#### QUOTED TEXT:

(begin)

Modesty and Responsibility II


Modesty and Responsibility II

When
I was young, I went through a phase of being very scrupulous. (Is it just me, or was
anyone else ever young
and scrupulous?) I remember knowing that
God wants us to dress modestly. I didn’t
understand why, or the differences in
male and female nature that made modesty important. But I knew it was a rule, and it had
something do to with men being attracted to women. But I couldn’t figure out where the line was. Was it bad
for men to be attracted by the sight of a woman? Was I supposed to make myself completely
physically unattractive to them? 
Fortunately, that seemed unreasonable even to me, and my inborn teenaged
girl’s desire to feather my hair and experiment with fashion and make-up
overwhelmed my early scrupulosity.

But they were
good questions. Does dressing modestly
mean completely obliterating every trance of femininity in our appearance? How completely are we supposed to be hiding
our bodies, anyway? Should the burlap
bag, or the shapeless plaid jumper, be the next big fashion trend?

The
late Pope John Paul II is still my “go to” guy when it comes to issues of
sexual morality. His book Love and Responsibility is amazing on
many, many levels. The discussion on
modesty is one of my favorite parts. He
says that modesty is about inspiring a reaction to the “person” and not just to
the “parts.” It is about presenting that
person as a good in and of herself, and not just the body as a possible object
of enjoyment.

JPII
says that “Shame is the tendency, uniquely characteristic of the human person,
to conceal sexual values sufficiently to prevent them from obscuring the value
of the person as such.” But modesty isn’t just about what we’re
concealing. It’s about what we’re
revealing. In deflecting attention away
from the “sexual values,” we are hopefully turning that attention toward the
deeper attributes of the person. As JPII
says “The spontaneous need to conceal mere sexual values bound up with the
person is the natural way to the discovery of the value of the person as such.”

(end)

#### EXERCISE MATERIAL:
(begin)

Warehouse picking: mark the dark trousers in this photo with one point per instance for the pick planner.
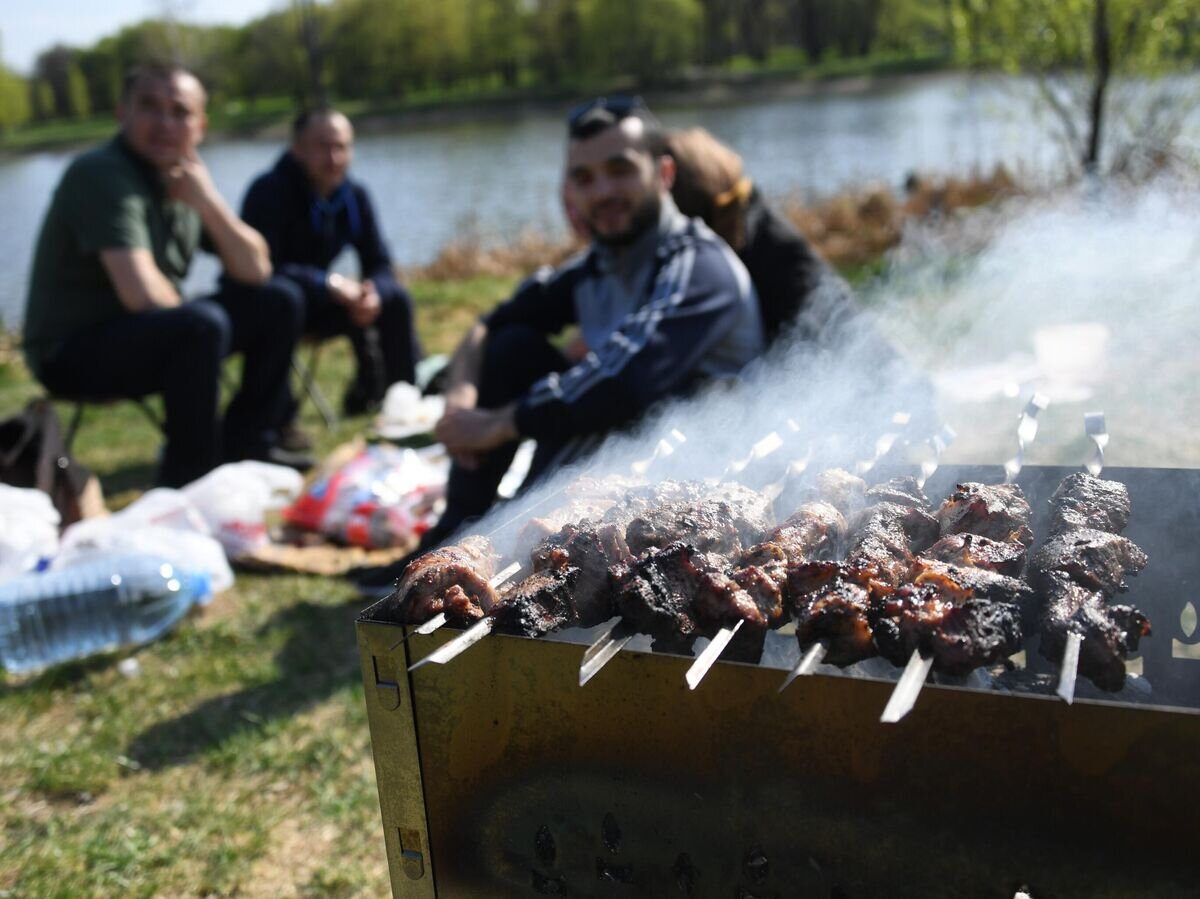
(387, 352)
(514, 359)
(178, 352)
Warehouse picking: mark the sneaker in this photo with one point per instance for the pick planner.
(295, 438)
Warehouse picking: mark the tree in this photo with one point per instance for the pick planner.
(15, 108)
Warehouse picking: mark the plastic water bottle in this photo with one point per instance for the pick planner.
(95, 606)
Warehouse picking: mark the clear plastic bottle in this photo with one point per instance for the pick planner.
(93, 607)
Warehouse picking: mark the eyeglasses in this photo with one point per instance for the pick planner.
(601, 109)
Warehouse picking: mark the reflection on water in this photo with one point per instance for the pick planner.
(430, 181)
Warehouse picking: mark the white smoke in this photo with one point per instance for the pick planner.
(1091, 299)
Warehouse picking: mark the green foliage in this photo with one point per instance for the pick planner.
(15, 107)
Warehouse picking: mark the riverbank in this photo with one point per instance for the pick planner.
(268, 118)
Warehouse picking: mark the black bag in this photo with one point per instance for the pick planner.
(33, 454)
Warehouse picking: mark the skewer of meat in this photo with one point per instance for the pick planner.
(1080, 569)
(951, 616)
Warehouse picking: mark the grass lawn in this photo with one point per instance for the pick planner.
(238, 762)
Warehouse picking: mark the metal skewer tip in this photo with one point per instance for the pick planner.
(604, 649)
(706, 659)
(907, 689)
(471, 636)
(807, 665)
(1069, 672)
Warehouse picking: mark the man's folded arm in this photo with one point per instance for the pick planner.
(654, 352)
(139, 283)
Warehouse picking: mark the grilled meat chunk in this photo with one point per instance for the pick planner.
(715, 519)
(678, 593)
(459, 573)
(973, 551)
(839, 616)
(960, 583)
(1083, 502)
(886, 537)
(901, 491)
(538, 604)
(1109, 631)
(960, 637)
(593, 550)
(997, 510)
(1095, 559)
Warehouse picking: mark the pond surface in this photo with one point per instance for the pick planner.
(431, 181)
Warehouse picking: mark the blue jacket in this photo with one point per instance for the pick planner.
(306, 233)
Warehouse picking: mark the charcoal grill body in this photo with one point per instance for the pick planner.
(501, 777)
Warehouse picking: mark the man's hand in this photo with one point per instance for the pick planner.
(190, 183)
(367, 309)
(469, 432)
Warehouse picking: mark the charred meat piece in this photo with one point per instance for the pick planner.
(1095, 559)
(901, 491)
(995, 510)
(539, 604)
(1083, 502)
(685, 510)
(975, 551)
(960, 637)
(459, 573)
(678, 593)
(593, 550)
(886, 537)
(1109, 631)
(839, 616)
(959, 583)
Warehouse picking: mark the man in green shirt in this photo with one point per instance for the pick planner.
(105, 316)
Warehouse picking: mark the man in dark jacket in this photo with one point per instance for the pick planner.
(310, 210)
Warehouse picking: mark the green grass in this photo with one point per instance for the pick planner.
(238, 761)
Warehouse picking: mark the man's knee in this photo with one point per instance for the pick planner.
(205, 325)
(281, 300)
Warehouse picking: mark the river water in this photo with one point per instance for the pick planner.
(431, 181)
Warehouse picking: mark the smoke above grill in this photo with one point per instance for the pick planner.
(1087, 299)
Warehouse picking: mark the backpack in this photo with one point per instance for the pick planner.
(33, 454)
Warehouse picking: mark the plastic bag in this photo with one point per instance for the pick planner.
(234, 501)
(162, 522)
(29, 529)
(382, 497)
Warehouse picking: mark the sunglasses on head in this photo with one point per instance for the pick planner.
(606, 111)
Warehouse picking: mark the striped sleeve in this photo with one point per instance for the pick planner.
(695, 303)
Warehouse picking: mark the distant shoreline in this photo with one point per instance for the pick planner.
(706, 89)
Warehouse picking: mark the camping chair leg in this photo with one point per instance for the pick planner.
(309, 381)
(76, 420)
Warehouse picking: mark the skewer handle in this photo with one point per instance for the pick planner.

(end)

#### STATED GOAL 1:
Retype the whole piece on modesty word for word.
#### STATED GOAL 2:
In the records, rewrite the stretch from the first line through the line containing "(1091, 299)", swapping "pick planner" for "route planner" and leaving everything else as is. Leave the pictures out of your answer.

#### TASK RESPONSE 1:
Modesty and Responsibility II


Modesty and Responsibility II

When
I was young, I went through a phase of being very scrupulous. (Is it just me, or was
anyone else ever young
and scrupulous?) I remember knowing that
God wants us to dress modestly. I didn’t
understand why, or the differences in
male and female nature that made modesty important. But I knew it was a rule, and it had
something do to with men being attracted to women. But I couldn’t figure out where the line was. Was it bad
for men to be attracted by the sight of a woman? Was I supposed to make myself completely
physically unattractive to them? 
Fortunately, that seemed unreasonable even to me, and my inborn teenaged
girl’s desire to feather my hair and experiment with fashion and make-up
overwhelmed my early scrupulosity.

But they were
good questions. Does dressing modestly
mean completely obliterating every trance of femininity in our appearance? How completely are we supposed to be hiding
our bodies, anyway? Should the burlap
bag, or the shapeless plaid jumper, be the next big fashion trend?

The
late Pope John Paul II is still my “go to” guy when it comes to issues of
sexual morality. His book Love and Responsibility is amazing on
many, many levels. The discussion on
modesty is one of my favorite parts. He
says that modesty is about inspiring a reaction to the “person” and not just to
the “parts.” It is about presenting that
person as a good in and of herself, and not just the body as a possible object
of enjoyment.

JPII
says that “Shame is the tendency, uniquely characteristic of the human person,
to conceal sexual values sufficiently to prevent them from obscuring the value
of the person as such.” But modesty isn’t just about what we’re
concealing. It’s about what we’re
revealing. In deflecting attention away
from the “sexual values,” we are hopefully turning that attention toward the
deeper attributes of the person. As JPII
says “The spontaneous need to conceal mere sexual values bound up with the
person is the natural way to the discovery of the value of the person as such.”

#### TASK RESPONSE 2:
Warehouse picking: mark the dark trousers in this photo with one point per instance for the route planner.
(387, 352)
(514, 359)
(178, 352)
Warehouse picking: mark the sneaker in this photo with one point per instance for the route planner.
(295, 438)
Warehouse picking: mark the tree in this photo with one point per instance for the route planner.
(15, 108)
Warehouse picking: mark the plastic water bottle in this photo with one point per instance for the route planner.
(95, 606)
Warehouse picking: mark the clear plastic bottle in this photo with one point per instance for the route planner.
(93, 607)
Warehouse picking: mark the eyeglasses in this photo with one point per instance for the route planner.
(601, 109)
Warehouse picking: mark the reflection on water in this photo with one point per instance for the route planner.
(430, 181)
Warehouse picking: mark the white smoke in this photo with one point per instance for the route planner.
(1091, 299)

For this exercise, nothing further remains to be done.